EXERCISE DETAILS:
Could you transcribe every record below exactly as written, leaving out any pictures?

RECORDED INFORMATION:
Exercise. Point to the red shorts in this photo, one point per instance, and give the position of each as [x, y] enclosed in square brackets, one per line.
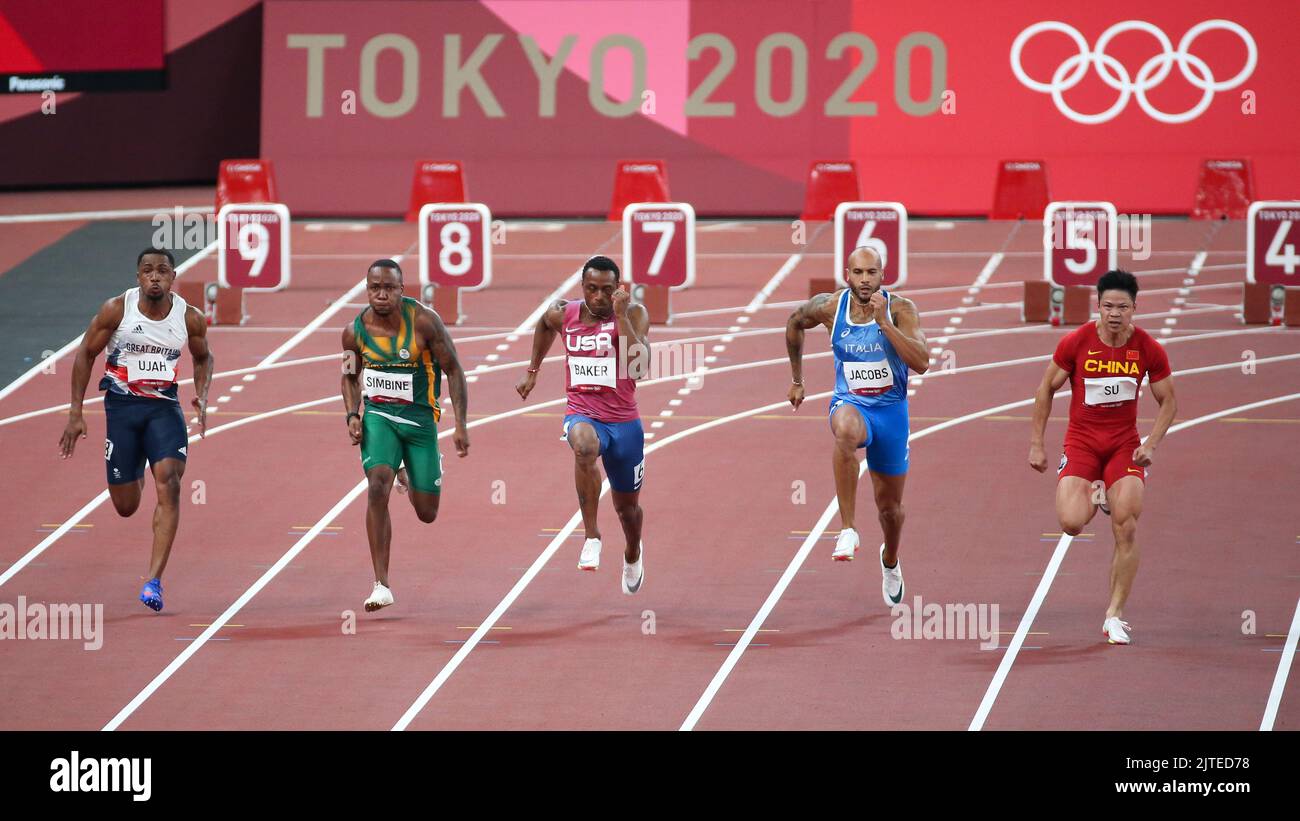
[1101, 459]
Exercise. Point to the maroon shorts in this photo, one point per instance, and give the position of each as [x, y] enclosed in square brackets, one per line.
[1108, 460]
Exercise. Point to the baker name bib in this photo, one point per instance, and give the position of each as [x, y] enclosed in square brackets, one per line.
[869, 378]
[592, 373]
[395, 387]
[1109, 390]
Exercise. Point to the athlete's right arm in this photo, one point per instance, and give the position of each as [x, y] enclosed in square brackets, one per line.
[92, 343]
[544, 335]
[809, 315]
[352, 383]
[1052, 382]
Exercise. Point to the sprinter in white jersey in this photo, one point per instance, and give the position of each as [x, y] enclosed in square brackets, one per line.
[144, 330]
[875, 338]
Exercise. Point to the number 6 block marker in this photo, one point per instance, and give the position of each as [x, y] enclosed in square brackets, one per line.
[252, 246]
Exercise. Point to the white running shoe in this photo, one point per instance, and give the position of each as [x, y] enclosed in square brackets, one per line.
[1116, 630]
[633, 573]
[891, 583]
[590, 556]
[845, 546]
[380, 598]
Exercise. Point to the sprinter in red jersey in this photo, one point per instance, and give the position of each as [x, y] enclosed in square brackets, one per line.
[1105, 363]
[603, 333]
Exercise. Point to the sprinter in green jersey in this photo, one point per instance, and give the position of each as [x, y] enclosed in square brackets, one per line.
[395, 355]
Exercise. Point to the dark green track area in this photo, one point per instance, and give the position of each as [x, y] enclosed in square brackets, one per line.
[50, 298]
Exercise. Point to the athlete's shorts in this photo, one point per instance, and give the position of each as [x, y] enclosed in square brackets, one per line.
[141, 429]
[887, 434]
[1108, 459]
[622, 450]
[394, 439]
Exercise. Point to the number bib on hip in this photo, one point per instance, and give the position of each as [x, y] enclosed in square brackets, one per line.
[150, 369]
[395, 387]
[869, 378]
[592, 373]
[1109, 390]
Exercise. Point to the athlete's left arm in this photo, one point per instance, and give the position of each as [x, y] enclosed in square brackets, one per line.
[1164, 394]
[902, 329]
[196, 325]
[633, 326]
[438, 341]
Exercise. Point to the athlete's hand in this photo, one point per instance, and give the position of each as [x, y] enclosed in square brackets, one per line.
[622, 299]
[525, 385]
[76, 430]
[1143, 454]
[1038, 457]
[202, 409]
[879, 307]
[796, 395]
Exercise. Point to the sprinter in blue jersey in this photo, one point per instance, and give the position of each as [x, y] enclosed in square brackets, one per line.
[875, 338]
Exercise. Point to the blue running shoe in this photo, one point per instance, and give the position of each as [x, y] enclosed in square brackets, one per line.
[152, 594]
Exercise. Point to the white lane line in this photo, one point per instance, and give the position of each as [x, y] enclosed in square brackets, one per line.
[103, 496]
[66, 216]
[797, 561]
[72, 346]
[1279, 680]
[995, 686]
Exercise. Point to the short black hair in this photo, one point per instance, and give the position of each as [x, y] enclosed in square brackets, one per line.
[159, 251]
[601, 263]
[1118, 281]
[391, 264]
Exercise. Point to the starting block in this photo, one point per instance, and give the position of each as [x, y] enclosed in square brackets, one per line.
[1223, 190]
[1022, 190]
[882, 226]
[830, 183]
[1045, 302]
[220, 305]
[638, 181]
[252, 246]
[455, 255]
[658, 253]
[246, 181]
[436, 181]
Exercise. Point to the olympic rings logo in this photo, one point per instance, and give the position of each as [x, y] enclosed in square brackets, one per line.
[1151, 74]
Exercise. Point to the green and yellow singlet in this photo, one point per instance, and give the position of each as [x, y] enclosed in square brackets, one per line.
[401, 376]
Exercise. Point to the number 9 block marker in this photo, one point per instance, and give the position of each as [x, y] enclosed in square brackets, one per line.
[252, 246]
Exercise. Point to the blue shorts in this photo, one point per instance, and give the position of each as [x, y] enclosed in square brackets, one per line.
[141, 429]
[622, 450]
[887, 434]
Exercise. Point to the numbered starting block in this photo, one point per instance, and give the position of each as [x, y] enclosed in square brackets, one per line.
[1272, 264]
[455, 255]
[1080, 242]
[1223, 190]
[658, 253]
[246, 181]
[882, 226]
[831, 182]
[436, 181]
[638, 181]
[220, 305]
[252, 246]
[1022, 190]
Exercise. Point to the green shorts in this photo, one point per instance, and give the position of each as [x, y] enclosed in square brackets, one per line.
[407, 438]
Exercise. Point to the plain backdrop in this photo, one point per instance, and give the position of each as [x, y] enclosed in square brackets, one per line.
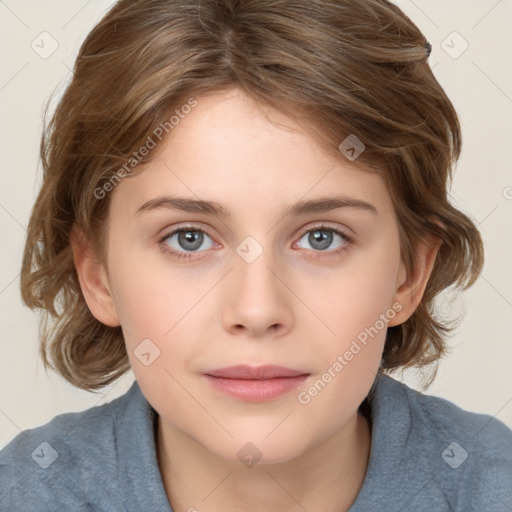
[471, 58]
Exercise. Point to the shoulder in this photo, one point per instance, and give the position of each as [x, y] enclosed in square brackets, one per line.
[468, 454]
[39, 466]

TASK RESULT:
Exercise. Point to the red shorts in this photo, one point per instance, and give the position of each as [x, y] enclosed in square brackets, one per line.
[1101, 459]
Exercise. Point to the maroon shorts in this photo, one point per instance, and give the position of each as [x, y] enclosed in square brackets, one per line.
[1108, 460]
Exercise. Point to the baker name bib in this photo, one point per instance, and give the position of each as [x, y] enclosed in square brackets, one per line.
[869, 378]
[592, 373]
[395, 387]
[1109, 390]
Exercise. Point to the athlete's right arm in this photo, one point per instance, and give the position of each as [x, y] enclosed in square brackets, one per line.
[92, 343]
[544, 335]
[809, 315]
[352, 383]
[1052, 382]
Exercise. Point to the sprinter in white jersey in this photo, one point per instance, and give the position of each as [x, y] enclosed in square brackets, one per line.
[144, 330]
[875, 338]
Exercise. Point to the number 6 block marker in this photo, one point per instance, and give the position of each as [x, y] enclosed in square brackets, one per line.
[252, 246]
Exercise. Point to the white running shoe in this photo, one point per instance, and give the position of each as [x, y] enclosed in square brackets, one per line.
[1116, 630]
[633, 573]
[891, 583]
[590, 556]
[845, 546]
[380, 598]
Exercise. Point to the sprinter in red jersey in this photo, one point per instance, and give the position of each as [x, y] enclosed in square brackets, one per line.
[1105, 363]
[603, 333]
Exercise. Point to the sprinter in green jersey in this photo, one point per instance, and give the position of each as [x, y] enclosed in square brackets, one per line.
[395, 355]
Exercise. Point to the dark green track area in this photo, one point per instance, and give the position of each as [x, y] enclosed in square brackets, one per line.
[50, 298]
Exercise. Point to the athlete's shorts in this photo, one point per instance, and give the position of each as [x, y] enclosed in square brackets, one per line.
[141, 429]
[887, 434]
[1108, 459]
[622, 450]
[394, 439]
Exercise. Point to the number bib on hip in this photo, one point per instance, and give the position of each as [x, y] enclosed in square brackets, one per line.
[150, 369]
[395, 387]
[869, 378]
[592, 373]
[1109, 390]
Exercise. Point to the athlete's left arm in this photo, one point per instance, and give the position of each as [x, y] enclosed in square brackets, one per line.
[1164, 394]
[902, 329]
[196, 325]
[633, 326]
[438, 341]
Exercise. Point to the athlete's hand in this photo, one point per instance, and give the position of each as [x, y] enclosed in square brackets, one per line.
[622, 299]
[525, 385]
[76, 430]
[1143, 454]
[1038, 457]
[202, 409]
[879, 307]
[796, 395]
Exercise. Point to the sprinter in blue jersey in this photo, one point per instance, and give the position of each as [x, y] enclosed in square brackets, one per line.
[875, 338]
Exercise. Point to the blue running shoe in this photo, one point per instance, and give the position of each as [x, y] enclosed in square brackets, one per line.
[152, 594]
Exercise. Point to the white lane line in this photo, one point per instance, and give the position of each as [x, y] enclosed in square brackets, one per line.
[103, 496]
[66, 216]
[797, 561]
[72, 346]
[1279, 680]
[995, 686]
Exercise. Point to the short black hair in this photo, one point per instance, and give the position of each as [x, y] enclosed in square brackets, one per line.
[159, 251]
[601, 263]
[1118, 281]
[391, 264]
Exercise. Point to the starting block in this photo, one point per instance, and give the position of each as [x, y] enclosed in square brackets, one per line.
[1223, 190]
[1022, 190]
[882, 226]
[830, 183]
[1045, 302]
[220, 305]
[638, 181]
[252, 246]
[455, 255]
[658, 253]
[246, 181]
[436, 181]
Exercise. Point to the olympic rings logo in this photo, one point per instance, and give the position of each as [x, y] enclosed in square brackets, one per line.
[1151, 74]
Exercise. Point to the green and yellow singlet in this photo, one point per instance, and give the position of each as [x, y] enclosed in square brackets, one per line.
[401, 376]
Exercise. Point to the number 9 block marker in this photo, one point per instance, and give the position of each as [x, y] enclosed in square brackets, one per line.
[252, 246]
Exercise. Point to the blue shorts in this photo, one point per instance, and give the position of each as [x, y] enclosed in square brackets, one per line.
[141, 429]
[622, 450]
[887, 434]
Exercise. Point to the numbered starting block in this photo, one point per instance, and give the position of each as [x, y] enclosed in square brackets, one per line.
[1272, 264]
[455, 255]
[1080, 242]
[1223, 190]
[658, 253]
[246, 181]
[882, 226]
[831, 182]
[436, 181]
[638, 181]
[220, 305]
[252, 246]
[1022, 190]
Exercise. Point to the green shorts in this photo, one point per instance, and give the position of each as [x, y] enclosed in square brackets, one per line.
[407, 438]
Exercise. Point to the plain backdrop in this photo, one point per instance, and give the position of each as [x, y] enclosed in square brackets, one per line.
[471, 58]
Exercise. Point to the shoulder in this photo, one point per instance, and give the position of each as [x, y] enclosed in square brackets, one per line.
[468, 454]
[39, 466]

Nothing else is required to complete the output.